## Extract to read
Segment Open

TNF-α is known to be upregulated in TAO. Several studies have evaluated the use of TNF-α antagonists. In a retrospective review of adalimumab in TAO, six of 10 patients showed a reduction in inflammation; however, three patients had an increase in inflammation [69]. Infliximab has been shown to be beneficial in single case reports [70]. It is difficult to interpret the utility of anti-TNF therapy with limited small-scale studies.

Cyclic peptides may be another promising avenue for future therapy. Holthoff et al. established a mouse model that was immunized with a recombinant adenovirus expressing the human TSH receptor (TSHR) [71]. Cyclic peptides were created that replicated the tertiary structure of the TSHR leucine-rich repeat domain. The cyclic peptides were able to stabilize TSH receptor-binding antibodies, reducing thyroid hyperplasia and improving retro-orbital fibrosis [71]. This is an encouraging result in an animal model, and future confirmatory animal studies may lead to translation to clinical therapy for TAO.

Other potential targets on the inflammatory cascade include the interleukin pathway. IL-17 is known to be upregulated in many autoimmune diseases [72], and targeted therapies against IL-17 have shown promise in psoriasis and ankylosing spondylitis [73, 74]. Further, IL-15 and IL-17 are upregulated in patients’ tears in active disease compared with inactive disease. A targeted therapy to IL-15 or IL-17 may have a role in the management of TAO [75]. Other avenues of potential study should include targeting hyaluronan synthesis, adipogenesis, and fibroblast differentiation.


Thyroid associated orbitopathy is a debilitating and vision-threatening disease. The pathophysiology is yet to be completely elucidated; however, TAO is understood to be an inflammatory disease. Activation of proinflammatory cytokines results in increased hyaluronan production by orbital fibroblasts, leading to the classic clinical manifestations of TAO.

Segment Closed

## Parts of the exercise
(1) Decide whether each statement agrees with the passage on thyroid associated orbitopathy. Answer yes or no for (a), (b) and (c), and quote the words that decide each one. (a) In the retrospective review of adalimumab, three patients had more inflammation. (b) Holthoff et al. tested the cyclic peptides in human patients. (c) Patients' tears hold less IL-15 and IL-17 in active disease than in inactive disease.
(2) Please carry on with the passage on thyroid associated orbitopathy, starting after its last sentence.

## Source material
Segment Open

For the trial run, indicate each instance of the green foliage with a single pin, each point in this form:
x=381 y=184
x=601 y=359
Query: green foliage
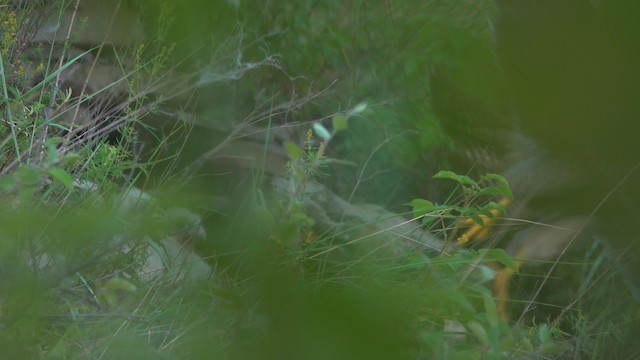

Segment Closed

## Answers
(1)
(a) Yes: "three patients had an increase in inflammation"
(b) No: "Holthoff et al. established a mouse model"
(c) No: "IL-15 and IL-17 are upregulated in patients’ tears in active disease compared with inactive disease"

(2)
Patients with thyroid abnormalities should be screened and educated about the signs and symptoms of TAO. Upon diagnosing TAO, a referral to a TAO specialist multidisciplinary group should be made early in the course of the disease per the Thyroid Eye Disease Amsterdam Declaration Implementation Group UK (TEAMeD) guidelines [76]. A multidisciplinary group including oculoplastic surgery, strabismus surgery, and neuro-ophthalmology can closely monitor patients for disease progression and implement appropriate medical and surgical therapy.

Oral selenium supplementation is recommended in mild disease, given the low risk and potential benefit. Corticosteroids remain the mainstay first-line treatment in active moderate-to-severe and vision-threatening disease. Intravenous corticosteroids have been shown to be superior to oral administration. Orbital radiotherapy is an important adjuvant to corticosteroid treatment, and low-dose radiation may be adequate in the treatment of TAO.

Biologic agents have demonstrated potential as therapeutic alternatives or adjuncts in the treatment of TAO. The data on rituximab is contradictory and thus will require future analyses to determine its efficacy. Tocilizumab studies did demonstrate an improvement in disease state; however, the trials were limited by size.

The results of the teprotumumab clinical trials are of great interest. Teprotumumab is the first therapy to demonstrate an improvement in proptosis and therefore may reduce the need for orbital decompression. We anticipate that teprotumumab will play an important role in the medical management of TAO.

Surgical management is still required in cases of severe vision-threatening disease that is refractory to medical management, and as restorative treatment when the disease is quiescent. The management of TAO has evolved significantly and will continue to do so. We anticipate significant improvements in the management of TAO patients with the use of upcoming biologic agents and targeted therapies.